======== Data shown ========
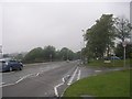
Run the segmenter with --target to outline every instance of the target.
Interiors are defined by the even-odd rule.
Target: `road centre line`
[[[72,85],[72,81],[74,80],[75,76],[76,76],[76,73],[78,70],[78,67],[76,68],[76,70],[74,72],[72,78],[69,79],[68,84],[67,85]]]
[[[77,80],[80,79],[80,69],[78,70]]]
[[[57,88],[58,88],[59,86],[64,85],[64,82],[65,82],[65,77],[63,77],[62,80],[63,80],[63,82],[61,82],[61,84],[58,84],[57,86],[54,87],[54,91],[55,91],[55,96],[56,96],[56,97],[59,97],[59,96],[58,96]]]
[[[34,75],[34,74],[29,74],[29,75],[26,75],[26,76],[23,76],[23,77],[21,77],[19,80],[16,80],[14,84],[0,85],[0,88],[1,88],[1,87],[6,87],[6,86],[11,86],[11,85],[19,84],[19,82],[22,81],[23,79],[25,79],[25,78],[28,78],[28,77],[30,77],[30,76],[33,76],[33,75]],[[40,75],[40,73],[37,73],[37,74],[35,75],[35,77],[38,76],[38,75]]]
========
======== Data shown ========
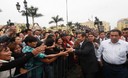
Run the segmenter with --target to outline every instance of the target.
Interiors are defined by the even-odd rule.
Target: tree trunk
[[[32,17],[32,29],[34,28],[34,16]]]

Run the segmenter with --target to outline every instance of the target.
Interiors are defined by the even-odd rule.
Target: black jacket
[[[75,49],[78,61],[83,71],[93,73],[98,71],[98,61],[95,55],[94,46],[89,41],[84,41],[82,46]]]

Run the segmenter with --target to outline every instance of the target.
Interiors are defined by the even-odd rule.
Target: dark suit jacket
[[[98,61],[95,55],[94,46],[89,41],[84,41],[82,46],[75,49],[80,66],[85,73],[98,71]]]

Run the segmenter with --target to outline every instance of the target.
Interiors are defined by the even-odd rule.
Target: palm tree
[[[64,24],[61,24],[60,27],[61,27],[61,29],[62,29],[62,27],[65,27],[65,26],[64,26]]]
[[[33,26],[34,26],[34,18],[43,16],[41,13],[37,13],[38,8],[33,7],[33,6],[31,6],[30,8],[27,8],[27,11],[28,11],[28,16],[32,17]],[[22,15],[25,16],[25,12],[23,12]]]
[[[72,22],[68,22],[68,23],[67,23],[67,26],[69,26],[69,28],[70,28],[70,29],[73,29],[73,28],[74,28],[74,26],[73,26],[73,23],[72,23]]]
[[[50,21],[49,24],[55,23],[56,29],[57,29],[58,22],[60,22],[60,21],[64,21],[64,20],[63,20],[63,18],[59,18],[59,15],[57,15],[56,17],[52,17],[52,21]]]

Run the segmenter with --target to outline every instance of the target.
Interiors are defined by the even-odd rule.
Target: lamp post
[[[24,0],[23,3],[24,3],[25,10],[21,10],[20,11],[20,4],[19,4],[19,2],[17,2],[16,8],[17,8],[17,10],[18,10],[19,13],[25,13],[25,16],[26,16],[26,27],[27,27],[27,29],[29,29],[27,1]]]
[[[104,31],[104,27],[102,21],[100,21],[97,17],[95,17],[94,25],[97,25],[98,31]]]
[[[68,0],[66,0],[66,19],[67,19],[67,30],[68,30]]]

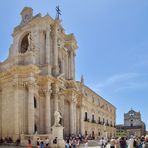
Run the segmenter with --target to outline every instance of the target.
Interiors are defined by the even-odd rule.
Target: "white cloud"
========
======== Data shown ========
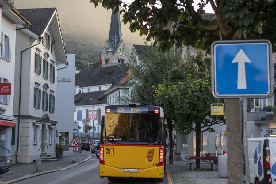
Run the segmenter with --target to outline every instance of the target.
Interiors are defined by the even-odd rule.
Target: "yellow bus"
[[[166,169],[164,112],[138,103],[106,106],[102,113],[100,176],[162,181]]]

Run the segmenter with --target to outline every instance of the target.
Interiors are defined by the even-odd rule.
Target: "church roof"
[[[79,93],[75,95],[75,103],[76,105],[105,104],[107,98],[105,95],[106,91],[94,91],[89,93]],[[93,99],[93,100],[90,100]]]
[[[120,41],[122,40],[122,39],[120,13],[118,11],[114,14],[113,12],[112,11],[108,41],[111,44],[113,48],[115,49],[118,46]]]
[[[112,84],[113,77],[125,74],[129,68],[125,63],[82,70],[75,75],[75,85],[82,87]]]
========
_Set problem:_
Pick out every line in the entries above that contains the word "jacket" and copy each of those lines.

_Answer to this exercise:_
Target: black jacket
Target: dark suit jacket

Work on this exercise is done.